▶ _TASK BRIEF_:
Can you rewrite every one of the rows below with "keypoint" changed to "marker" and everything else left as is?

▶ _RECORD LIST_:
┄┄┄┄┄┄

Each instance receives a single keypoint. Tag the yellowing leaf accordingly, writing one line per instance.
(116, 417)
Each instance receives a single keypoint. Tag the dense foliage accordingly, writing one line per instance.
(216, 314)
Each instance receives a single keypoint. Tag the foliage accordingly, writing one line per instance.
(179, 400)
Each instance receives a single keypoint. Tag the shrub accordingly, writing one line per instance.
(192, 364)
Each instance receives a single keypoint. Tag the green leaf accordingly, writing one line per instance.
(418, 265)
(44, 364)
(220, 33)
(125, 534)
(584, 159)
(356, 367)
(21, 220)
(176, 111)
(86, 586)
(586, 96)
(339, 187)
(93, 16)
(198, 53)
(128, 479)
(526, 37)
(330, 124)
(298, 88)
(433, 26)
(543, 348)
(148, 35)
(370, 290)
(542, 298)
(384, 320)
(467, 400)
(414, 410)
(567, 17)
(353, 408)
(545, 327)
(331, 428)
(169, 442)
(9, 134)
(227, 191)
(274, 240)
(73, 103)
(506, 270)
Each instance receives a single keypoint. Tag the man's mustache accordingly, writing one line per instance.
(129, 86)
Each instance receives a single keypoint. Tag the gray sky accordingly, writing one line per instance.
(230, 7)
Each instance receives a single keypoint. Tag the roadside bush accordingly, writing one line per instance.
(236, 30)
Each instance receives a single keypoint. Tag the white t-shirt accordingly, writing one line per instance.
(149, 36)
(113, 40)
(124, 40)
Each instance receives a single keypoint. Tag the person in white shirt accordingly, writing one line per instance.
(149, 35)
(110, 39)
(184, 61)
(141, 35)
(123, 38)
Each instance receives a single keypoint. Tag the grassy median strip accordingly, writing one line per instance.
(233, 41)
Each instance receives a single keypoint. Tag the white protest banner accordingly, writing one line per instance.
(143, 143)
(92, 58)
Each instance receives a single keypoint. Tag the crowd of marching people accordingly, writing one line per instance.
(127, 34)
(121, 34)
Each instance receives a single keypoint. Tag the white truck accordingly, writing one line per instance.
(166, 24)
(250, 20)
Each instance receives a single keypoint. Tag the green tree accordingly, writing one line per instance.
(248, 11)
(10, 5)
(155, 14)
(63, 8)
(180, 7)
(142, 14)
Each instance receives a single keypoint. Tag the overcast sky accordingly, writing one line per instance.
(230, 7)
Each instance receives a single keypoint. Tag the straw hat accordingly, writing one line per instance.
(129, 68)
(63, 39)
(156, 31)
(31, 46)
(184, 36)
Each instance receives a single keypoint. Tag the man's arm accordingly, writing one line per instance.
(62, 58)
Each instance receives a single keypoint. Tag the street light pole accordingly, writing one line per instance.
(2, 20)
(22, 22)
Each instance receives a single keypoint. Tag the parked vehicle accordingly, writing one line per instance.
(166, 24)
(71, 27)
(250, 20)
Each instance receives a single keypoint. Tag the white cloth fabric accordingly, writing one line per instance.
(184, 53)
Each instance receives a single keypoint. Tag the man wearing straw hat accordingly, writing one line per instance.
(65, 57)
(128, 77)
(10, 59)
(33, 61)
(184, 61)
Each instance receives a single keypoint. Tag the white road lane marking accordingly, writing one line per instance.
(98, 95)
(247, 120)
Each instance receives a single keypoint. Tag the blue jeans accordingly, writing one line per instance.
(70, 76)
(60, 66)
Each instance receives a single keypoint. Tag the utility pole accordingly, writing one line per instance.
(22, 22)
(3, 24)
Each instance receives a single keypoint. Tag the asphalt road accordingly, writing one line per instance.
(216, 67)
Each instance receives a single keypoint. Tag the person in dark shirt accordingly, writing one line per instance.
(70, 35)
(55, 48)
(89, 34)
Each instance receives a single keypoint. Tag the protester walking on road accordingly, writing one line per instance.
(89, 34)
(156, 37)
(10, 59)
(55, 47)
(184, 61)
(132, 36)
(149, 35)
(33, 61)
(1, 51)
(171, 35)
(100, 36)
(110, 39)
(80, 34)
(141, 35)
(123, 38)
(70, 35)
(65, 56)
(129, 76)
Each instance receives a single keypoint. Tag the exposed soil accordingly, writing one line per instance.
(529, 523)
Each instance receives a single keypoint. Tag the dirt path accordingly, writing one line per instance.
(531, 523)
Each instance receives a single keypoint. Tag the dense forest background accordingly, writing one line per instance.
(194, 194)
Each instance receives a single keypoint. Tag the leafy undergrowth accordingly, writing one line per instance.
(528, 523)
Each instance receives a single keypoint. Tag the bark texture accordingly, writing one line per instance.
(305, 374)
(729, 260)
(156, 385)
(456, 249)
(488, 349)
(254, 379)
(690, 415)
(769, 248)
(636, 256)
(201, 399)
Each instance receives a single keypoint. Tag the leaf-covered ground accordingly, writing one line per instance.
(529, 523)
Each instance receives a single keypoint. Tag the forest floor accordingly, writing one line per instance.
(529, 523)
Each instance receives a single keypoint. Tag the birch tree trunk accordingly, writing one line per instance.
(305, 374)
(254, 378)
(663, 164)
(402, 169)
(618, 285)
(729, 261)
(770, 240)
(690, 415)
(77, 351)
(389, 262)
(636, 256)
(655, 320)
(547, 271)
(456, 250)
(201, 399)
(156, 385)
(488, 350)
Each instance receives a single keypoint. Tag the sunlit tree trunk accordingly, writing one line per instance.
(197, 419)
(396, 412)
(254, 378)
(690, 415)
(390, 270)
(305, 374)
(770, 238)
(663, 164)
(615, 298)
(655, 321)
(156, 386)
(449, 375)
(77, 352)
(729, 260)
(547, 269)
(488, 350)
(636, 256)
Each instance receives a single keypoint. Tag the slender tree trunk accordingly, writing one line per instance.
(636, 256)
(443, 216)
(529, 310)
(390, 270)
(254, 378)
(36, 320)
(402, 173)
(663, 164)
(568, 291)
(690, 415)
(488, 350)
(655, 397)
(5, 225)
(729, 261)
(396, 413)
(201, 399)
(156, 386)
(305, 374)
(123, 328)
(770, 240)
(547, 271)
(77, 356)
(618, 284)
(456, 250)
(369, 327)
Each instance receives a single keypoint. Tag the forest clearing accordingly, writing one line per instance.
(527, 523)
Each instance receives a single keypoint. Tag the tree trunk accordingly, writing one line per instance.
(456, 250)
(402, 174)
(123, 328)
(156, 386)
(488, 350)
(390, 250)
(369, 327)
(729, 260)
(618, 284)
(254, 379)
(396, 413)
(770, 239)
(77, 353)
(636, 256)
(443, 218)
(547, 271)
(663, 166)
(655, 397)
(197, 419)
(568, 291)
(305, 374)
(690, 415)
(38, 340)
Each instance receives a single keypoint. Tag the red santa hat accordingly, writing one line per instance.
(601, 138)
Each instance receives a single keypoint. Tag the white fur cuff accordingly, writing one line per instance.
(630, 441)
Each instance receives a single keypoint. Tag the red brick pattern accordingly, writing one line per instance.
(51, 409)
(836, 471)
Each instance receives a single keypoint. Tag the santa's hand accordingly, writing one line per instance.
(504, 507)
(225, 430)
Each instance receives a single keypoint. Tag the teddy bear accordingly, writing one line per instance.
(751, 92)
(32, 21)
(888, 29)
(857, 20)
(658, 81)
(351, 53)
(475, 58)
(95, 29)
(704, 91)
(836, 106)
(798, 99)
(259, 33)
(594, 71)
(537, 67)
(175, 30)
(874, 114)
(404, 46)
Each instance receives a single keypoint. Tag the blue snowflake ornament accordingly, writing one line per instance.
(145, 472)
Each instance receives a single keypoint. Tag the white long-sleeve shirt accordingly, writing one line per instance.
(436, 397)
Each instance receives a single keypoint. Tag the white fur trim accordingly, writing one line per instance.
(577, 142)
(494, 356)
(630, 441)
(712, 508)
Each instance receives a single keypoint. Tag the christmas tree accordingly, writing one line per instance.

┄┄┄┄┄┄

▶ _EXERCISE RESPONSE_:
Each instance receives a single marker. Tag the yellowing leaf accordingly, writing one line per instance.
(116, 417)
Each instance receives a single marker. Tag the dense foliage accordingly, writing one line per instance.
(216, 314)
Each instance receives a single marker. Tag the foliage accordingly, writing one line per instance.
(179, 400)
Each instance receives a single marker. Tag the shrub accordingly, writing one line per instance.
(192, 364)
Each instance receives a single marker. Tag the green leaf accordingly, writing one line per instance.
(418, 265)
(44, 364)
(220, 33)
(125, 534)
(584, 159)
(356, 367)
(21, 220)
(176, 111)
(86, 586)
(586, 96)
(339, 187)
(93, 16)
(198, 53)
(128, 479)
(526, 37)
(330, 124)
(298, 88)
(433, 26)
(543, 348)
(148, 35)
(370, 290)
(542, 298)
(384, 320)
(467, 400)
(414, 410)
(567, 17)
(353, 408)
(545, 327)
(331, 428)
(169, 442)
(9, 134)
(227, 191)
(274, 240)
(73, 103)
(506, 270)
Each instance receives a single marker. Tag the man's mustache accordingly, writing one line per instance.
(129, 86)
Each instance receives a single marker. Tag the gray sky accordingly, writing one line per instance.
(230, 7)
Each instance receives a single marker. Tag the roadside bush accordingly, writing one line per instance.
(236, 30)
Each instance receives a single marker. Tag the white t-shirt accordingly, writing one line per instance.
(149, 36)
(113, 40)
(124, 40)
Each instance receives a single marker. Tag the person in white shirt accordingly, writing one line per instance.
(149, 35)
(110, 39)
(184, 61)
(141, 35)
(123, 38)
Each instance receives a single marker. Tag the grassy median strip accordingly, writing one line per instance.
(233, 41)
Each instance receives a single marker. Tag the white protest banner accordingly, writing one line per instance.
(143, 143)
(92, 58)
Each instance receives a single marker. Tag the crowd of marching people accordingly, writing one line per instance.
(127, 34)
(121, 34)
Each instance receives a single marker. Tag the white truck accordingly, writing one line per instance.
(166, 24)
(250, 20)
Each instance receives a single marker. Tag the green tree accordingly, writing one line per instance.
(248, 11)
(10, 5)
(155, 14)
(63, 8)
(180, 7)
(142, 14)
Each instance receives a single marker. Tag the overcast sky accordingly, writing one line per instance.
(230, 7)
Each instance receives a single marker. Tag the straw hat accordingly, writing one line per instance.
(129, 68)
(63, 39)
(156, 31)
(31, 46)
(184, 36)
Each instance receives a single marker. Tag the man's arm accordingly, writing one line per instance.
(62, 58)
Each instance receives a single marker. Tag the street light pole accordingly, writing one line per instance.
(2, 20)
(22, 22)
Each instance receives a single marker. Tag the parked vehicle accordingly, writing one line per instance.
(166, 24)
(71, 27)
(250, 20)
Each instance receives a single marker. Tag the white cloth fabric accordingly, writing one line per instance.
(184, 53)
Each instance receives a single marker. Tag the man wearing straw hat accordingly, writing one line per instance.
(65, 57)
(128, 77)
(10, 59)
(33, 61)
(184, 61)
Each instance receives a single marker. Tag the white road lane marking accordingly, writing one line per instance.
(98, 95)
(247, 120)
Each instance receives a single marker. Tag the blue jeans accordingly, writing one line per instance.
(70, 76)
(60, 66)
Each instance receives a single marker. Tag the utility pole accordingly, writing one line per instance.
(22, 22)
(3, 24)
Each instance receives a single marker. Tag the asphalt road accordingly, writing one line per instance.
(216, 67)
Each instance receives a single marker. Tag the person in dark shirt accordingly, writing one line per instance.
(70, 35)
(55, 48)
(89, 34)
Each instance receives a single marker. Tag the protester walking on road accordingly, writing one line per instance.
(89, 34)
(156, 37)
(10, 59)
(55, 47)
(184, 61)
(132, 36)
(149, 35)
(33, 61)
(1, 51)
(171, 35)
(100, 36)
(110, 39)
(80, 34)
(141, 35)
(123, 38)
(70, 35)
(65, 56)
(129, 76)
Each instance receives a single marker. Tag the exposed soil accordingly, writing one line per instance.
(529, 523)
Each instance receives a single marker. Tag the dirt path accordingly, writing one line per instance.
(531, 523)
Each instance receives a single marker. Tag the dense forest background accordingly, writing one line per instance.
(194, 194)
Each instance receives a single marker. Tag the leafy undergrowth accordingly, writing one line per instance.
(528, 523)
Each instance receives a single marker. Tag the bark texture accordingly, writing one line per instance.
(305, 374)
(729, 260)
(156, 385)
(456, 249)
(488, 349)
(254, 379)
(690, 415)
(769, 248)
(636, 256)
(201, 399)
Each instance receives a single marker. Tag the leaf-covered ground accordingly, writing one line per instance.
(529, 523)
Each instance receives a single marker. Tag the forest floor accordingly, writing one line per instance.
(529, 523)
Each instance receives a single marker. Tag the birch tree trunk accordingly, writing one line per instance.
(305, 374)
(254, 378)
(663, 164)
(402, 169)
(618, 285)
(729, 261)
(770, 240)
(690, 415)
(77, 351)
(389, 262)
(636, 256)
(655, 320)
(547, 271)
(456, 250)
(201, 399)
(156, 385)
(488, 350)
Each instance receives a single marker. Tag the sunlit tree trunk accordingly, writing one line per instance.
(197, 419)
(396, 412)
(254, 378)
(690, 415)
(390, 270)
(305, 374)
(770, 238)
(663, 164)
(615, 298)
(655, 321)
(156, 386)
(449, 375)
(77, 352)
(729, 260)
(547, 269)
(488, 350)
(636, 256)
Each instance receives a single marker. Tag the slender tree trunk accordingly, writing one line per instance.
(636, 256)
(443, 216)
(529, 310)
(390, 270)
(254, 378)
(36, 320)
(402, 173)
(663, 164)
(568, 291)
(690, 415)
(488, 350)
(655, 397)
(5, 225)
(729, 261)
(396, 413)
(201, 399)
(156, 386)
(305, 374)
(123, 328)
(770, 240)
(547, 271)
(77, 356)
(618, 284)
(456, 250)
(369, 327)
Each instance receives a single marker. Tag the forest clearing accordingly, writing one line per instance.
(527, 523)
Each instance receives a single marker. Tag the tree trunk accordingly, writing one line per instance.
(456, 250)
(402, 174)
(123, 328)
(156, 386)
(488, 350)
(390, 250)
(369, 327)
(729, 260)
(618, 284)
(254, 379)
(396, 413)
(770, 239)
(77, 353)
(636, 256)
(443, 218)
(547, 271)
(663, 166)
(655, 397)
(197, 419)
(568, 291)
(305, 374)
(690, 415)
(38, 340)
Each instance receives a single marker. Tag the red santa hat accordingly, writing one line per instance.
(601, 138)
Each instance receives a single marker. Tag the white fur cuff accordingly, writing one line per instance.
(630, 441)
Each instance receives a single marker. Tag the red brick pattern accordingly, writing one line per instance.
(51, 409)
(836, 471)
Each instance receives a single marker. Tag the santa's hand accordingly, writing one line per instance.
(504, 507)
(225, 430)
Each instance receives a single marker. Tag the teddy bear accordingly, writing one line per instance.
(751, 92)
(32, 21)
(888, 29)
(857, 20)
(658, 81)
(351, 53)
(475, 58)
(95, 29)
(704, 91)
(836, 106)
(798, 99)
(259, 33)
(594, 71)
(537, 67)
(175, 30)
(874, 114)
(404, 46)
Each instance receives a single marker. Tag the blue snowflake ornament accordingly, writing one line per instance.
(145, 472)
Each instance receives a single marker. Tag the white long-sleeve shirt accordingly, writing one line per instance.
(436, 397)
Each instance receives a single marker. Tag the white fur trim accordingly, writing one line per instance.
(577, 142)
(494, 356)
(630, 441)
(712, 508)
Each instance receives a single marker. Tag the christmas tree accordingly, writing one line per instance.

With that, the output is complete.